───── Supplied information

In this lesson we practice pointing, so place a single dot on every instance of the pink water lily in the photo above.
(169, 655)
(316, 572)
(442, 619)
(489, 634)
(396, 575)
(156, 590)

──────────

Task: Output every record without changing any wording.

Completed task:
In this lesson we practice pointing, so place a single dot on every instance of the pink water lily in the photo above.
(169, 655)
(316, 572)
(442, 619)
(489, 634)
(396, 575)
(156, 590)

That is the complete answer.